What to work on:
The answer is the full set of records, given again exactly and without images.

(Records from a dataset)

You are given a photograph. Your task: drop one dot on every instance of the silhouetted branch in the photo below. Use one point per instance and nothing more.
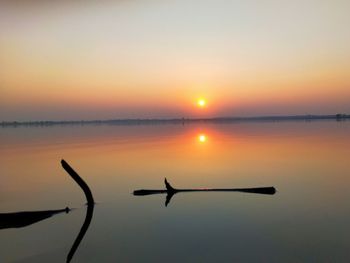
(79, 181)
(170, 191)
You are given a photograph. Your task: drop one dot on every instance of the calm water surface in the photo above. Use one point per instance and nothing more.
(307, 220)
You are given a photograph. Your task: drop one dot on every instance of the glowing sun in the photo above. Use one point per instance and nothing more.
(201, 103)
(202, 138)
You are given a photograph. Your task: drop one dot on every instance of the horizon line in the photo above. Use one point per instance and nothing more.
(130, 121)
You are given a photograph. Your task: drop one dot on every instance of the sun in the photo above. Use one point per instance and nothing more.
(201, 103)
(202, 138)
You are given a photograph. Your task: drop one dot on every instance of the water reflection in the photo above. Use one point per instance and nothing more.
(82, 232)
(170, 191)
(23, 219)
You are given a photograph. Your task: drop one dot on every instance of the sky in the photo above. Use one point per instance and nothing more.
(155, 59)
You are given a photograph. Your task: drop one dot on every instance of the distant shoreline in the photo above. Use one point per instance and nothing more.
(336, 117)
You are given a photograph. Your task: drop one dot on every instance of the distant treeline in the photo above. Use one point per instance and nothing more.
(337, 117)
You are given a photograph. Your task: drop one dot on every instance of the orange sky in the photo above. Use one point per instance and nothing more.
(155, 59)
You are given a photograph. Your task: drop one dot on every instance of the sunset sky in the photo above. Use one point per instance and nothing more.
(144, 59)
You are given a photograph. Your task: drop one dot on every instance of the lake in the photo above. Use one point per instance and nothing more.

Solution:
You are given a photograph. Your task: drop one dot on every instance of the silhouetted branch in the photo below. Use one point per instance and nothing more.
(79, 181)
(170, 191)
You are given a photograph. Your task: drop one dot on every instance of the calm water surface in the photo above. Use one point per instance and nothing more.
(307, 220)
You are given a photograph. Your task: drop one dot on every instance of the glowing sun in the photo above. Use one point per instance and nothing more.
(201, 103)
(202, 138)
You are given a photograph. Your task: drop one dot on every instance of the horizon line in the photo above. Use one point per instance and nothing more.
(130, 121)
You are given a photograph. Your task: drop one dot on every instance of the sun in the photo above. Use one point per instance and nothing more.
(201, 103)
(202, 138)
You are given a photograph. Your task: drop one dot on every instance of the water reflection in the photo above. Use one point per instance and nothing more.
(82, 232)
(170, 191)
(23, 219)
You are given a photograph. Your task: drop one dot on every instance of the sky in the photo above. Use one point per instance and nothing more.
(155, 59)
You are given a photograph. Your task: drop one dot on every instance of the distant shoreline in the photo above. Use one point per instance and nothing more.
(336, 117)
You are given a photograph. Your task: drop one dot on every instance of the distant treeline in the photo above. Use one point per instance and nothing more.
(337, 117)
You are given a photograph. Your task: drop one dot on every instance of the orange sky in the photo above. Use one point per instance and nothing more.
(155, 59)
You are given a photograph. Your task: drop one dot on every instance of the sunset sky in the photo above. Use one point per instance and nothing more.
(144, 59)
You are given a photograph. Your task: drop one dot on every instance of the lake in the photo above. Use one point per instance and nothing more.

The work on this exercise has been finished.